=== Directions ===
Rewrite only the lines between the one holding "# test: pointer emits one marker per instance of the white" and the one holding "x=789 y=192", inclusive, replacing "pointer" with "locator" and leaving everything else unchanged.

--- Start Supplied entries ---

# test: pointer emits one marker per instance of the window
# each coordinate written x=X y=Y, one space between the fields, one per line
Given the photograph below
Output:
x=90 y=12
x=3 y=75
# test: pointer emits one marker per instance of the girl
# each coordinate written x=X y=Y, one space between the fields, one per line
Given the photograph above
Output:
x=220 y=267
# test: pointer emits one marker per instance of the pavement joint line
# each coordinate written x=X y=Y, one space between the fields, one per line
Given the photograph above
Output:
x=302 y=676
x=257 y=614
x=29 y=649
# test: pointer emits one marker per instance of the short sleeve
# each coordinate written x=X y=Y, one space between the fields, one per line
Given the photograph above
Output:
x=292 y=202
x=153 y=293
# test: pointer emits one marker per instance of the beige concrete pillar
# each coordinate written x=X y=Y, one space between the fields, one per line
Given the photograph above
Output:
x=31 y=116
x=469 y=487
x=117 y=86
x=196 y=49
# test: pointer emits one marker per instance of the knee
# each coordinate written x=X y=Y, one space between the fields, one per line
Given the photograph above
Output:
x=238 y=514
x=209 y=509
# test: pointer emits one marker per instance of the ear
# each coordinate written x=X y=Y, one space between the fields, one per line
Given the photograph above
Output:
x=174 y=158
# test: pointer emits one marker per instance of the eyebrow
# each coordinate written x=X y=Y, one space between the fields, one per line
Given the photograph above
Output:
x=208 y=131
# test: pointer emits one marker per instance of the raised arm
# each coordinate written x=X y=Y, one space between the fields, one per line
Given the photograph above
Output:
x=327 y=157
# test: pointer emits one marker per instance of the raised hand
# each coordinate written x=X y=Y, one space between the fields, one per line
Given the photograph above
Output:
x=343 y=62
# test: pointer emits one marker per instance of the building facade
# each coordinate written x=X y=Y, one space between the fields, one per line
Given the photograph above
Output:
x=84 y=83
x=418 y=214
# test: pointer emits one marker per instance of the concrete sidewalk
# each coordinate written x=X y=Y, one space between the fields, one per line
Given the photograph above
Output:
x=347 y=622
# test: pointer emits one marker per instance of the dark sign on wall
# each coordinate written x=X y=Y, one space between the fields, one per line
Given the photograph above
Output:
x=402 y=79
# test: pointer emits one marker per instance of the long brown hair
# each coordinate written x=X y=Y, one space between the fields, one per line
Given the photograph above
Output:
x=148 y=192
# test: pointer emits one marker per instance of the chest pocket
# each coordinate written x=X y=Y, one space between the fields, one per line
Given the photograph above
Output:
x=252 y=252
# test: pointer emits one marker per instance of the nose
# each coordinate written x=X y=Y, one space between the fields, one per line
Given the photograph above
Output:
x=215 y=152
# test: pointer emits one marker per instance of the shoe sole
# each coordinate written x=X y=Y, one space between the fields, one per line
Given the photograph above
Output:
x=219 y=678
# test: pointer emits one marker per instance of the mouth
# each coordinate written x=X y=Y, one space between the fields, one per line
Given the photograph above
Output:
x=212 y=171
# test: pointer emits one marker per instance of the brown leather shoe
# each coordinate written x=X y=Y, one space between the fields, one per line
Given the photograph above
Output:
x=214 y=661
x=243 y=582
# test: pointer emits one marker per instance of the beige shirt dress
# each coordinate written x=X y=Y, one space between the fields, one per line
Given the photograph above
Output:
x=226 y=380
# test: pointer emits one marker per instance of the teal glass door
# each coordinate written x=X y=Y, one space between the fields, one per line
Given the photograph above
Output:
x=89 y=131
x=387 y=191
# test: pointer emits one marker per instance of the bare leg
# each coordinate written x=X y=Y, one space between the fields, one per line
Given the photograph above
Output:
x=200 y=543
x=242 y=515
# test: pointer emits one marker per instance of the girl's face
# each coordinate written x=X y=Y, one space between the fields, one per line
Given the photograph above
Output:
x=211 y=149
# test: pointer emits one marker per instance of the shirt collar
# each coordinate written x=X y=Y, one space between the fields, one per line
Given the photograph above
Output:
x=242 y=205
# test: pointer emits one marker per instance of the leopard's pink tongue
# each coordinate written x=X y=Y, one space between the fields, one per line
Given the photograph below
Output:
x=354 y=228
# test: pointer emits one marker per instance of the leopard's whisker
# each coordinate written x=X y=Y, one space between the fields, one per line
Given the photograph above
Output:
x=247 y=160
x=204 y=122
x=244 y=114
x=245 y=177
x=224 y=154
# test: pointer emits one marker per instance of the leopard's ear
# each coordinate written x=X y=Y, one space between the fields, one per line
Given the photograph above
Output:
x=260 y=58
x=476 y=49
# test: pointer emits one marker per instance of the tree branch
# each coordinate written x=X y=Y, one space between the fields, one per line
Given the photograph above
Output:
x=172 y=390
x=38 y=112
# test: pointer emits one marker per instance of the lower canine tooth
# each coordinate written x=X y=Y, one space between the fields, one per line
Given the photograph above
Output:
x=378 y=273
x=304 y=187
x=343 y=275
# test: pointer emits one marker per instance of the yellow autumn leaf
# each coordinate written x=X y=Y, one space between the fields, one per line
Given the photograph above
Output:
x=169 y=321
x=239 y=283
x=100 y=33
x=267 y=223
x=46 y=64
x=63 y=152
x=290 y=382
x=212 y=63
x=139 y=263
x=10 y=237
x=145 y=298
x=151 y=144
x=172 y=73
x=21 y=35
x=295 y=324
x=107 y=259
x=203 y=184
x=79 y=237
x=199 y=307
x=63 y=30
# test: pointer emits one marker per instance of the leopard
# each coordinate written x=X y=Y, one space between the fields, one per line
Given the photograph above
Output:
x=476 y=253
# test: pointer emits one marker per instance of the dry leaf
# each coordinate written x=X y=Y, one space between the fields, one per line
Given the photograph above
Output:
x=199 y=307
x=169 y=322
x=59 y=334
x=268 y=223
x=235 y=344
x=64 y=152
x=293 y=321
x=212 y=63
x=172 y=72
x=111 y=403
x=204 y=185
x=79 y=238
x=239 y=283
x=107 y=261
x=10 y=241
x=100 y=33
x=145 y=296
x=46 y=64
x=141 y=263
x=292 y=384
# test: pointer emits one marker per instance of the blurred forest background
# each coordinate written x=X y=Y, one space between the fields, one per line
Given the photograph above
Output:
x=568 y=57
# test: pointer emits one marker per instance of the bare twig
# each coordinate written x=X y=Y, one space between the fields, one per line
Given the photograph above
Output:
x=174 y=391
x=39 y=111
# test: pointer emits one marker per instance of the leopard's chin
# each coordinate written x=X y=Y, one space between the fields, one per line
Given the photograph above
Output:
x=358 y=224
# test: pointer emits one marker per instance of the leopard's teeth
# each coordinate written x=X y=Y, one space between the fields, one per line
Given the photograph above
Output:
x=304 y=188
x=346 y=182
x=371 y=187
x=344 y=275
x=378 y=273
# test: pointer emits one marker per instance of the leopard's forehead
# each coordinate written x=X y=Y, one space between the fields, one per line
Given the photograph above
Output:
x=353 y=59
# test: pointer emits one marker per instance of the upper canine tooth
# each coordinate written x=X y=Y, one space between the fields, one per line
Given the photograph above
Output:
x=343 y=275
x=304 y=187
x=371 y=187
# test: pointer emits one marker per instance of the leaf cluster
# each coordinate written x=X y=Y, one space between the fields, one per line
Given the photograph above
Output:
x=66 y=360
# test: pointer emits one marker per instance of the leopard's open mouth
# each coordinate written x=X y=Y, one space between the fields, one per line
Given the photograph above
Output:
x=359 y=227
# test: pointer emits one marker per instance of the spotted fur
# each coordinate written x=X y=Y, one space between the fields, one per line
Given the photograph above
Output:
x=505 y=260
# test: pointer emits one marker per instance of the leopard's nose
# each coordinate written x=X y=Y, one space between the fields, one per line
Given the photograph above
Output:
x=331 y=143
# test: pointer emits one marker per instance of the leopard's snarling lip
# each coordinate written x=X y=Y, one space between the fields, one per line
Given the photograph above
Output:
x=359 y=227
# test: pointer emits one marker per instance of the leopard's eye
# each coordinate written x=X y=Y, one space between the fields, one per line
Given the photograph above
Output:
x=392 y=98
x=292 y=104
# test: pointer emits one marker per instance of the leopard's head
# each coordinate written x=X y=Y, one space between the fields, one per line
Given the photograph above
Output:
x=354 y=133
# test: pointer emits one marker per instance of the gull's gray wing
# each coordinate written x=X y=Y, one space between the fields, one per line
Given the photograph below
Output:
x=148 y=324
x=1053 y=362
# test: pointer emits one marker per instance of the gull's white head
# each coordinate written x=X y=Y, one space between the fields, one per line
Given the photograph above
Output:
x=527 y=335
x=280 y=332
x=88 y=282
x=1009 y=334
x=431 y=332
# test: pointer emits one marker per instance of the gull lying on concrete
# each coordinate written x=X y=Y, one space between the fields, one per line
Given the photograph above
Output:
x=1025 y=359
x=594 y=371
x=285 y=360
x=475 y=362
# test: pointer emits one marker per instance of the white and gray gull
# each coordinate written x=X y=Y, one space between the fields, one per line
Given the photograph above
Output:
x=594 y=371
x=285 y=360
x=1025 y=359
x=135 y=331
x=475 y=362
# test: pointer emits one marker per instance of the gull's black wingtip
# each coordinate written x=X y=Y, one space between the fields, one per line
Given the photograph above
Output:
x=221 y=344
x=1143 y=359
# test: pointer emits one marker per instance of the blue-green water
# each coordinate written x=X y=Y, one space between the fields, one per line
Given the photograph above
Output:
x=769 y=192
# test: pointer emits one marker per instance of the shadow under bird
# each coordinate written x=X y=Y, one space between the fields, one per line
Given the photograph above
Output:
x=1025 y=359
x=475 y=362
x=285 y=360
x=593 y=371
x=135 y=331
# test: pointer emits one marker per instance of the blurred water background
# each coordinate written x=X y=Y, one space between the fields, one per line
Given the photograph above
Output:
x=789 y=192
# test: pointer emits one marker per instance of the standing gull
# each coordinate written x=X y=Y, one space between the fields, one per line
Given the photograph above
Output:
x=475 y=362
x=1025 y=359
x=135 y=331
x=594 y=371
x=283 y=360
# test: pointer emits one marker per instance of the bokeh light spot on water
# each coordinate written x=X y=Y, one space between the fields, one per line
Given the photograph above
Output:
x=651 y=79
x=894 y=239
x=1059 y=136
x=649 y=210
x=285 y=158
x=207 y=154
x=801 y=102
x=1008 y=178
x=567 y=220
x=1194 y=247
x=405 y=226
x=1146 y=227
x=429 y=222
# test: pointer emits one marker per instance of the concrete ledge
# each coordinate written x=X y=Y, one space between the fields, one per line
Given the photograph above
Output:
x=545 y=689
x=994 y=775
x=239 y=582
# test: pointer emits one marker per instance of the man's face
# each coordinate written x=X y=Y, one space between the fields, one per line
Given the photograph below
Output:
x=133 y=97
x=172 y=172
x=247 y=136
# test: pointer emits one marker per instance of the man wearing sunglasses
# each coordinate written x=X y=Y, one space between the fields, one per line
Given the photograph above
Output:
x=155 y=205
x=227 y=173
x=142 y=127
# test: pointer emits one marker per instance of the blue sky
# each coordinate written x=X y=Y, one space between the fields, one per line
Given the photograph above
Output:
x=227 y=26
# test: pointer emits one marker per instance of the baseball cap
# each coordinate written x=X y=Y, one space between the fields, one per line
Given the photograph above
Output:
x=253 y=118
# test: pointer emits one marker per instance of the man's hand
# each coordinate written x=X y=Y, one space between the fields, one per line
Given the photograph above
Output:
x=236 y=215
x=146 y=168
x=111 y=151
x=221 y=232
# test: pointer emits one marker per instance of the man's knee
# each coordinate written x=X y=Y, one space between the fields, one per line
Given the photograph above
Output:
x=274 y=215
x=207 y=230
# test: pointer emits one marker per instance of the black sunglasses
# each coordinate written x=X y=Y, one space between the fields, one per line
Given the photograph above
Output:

--- End Supplied entries ---

=== Response ===
# test: locator emits one marker per instance of the white and gray gull
# each coordinate written x=X y=Y, one space between the fields, one per line
Given the photograph above
Output:
x=594 y=371
x=285 y=360
x=1025 y=359
x=135 y=331
x=475 y=362
# test: locator emits one marker per instance of the gull's black wingtip
# each coordinate written x=X y=Y, one space between the fields, one per line
Given the photograph above
Output:
x=221 y=344
x=1143 y=359
# test: locator emits one marker per instance of the blue-green water
# each coordinate written x=X y=Y, one space between the fields, one per line
Given the photograph above
Output:
x=769 y=192
# test: locator emits one marker per instance of the shadow under bird
# each coordinate written x=X y=Y, one space between the fields, one per line
Given the photograph above
Output:
x=1025 y=359
x=475 y=362
x=285 y=360
x=593 y=371
x=135 y=331
# test: locator emits one marker per instance of the blurred water background
# each coordinate written x=X y=Y, one space between the fields, one per line
Given the photograph above
Output:
x=789 y=192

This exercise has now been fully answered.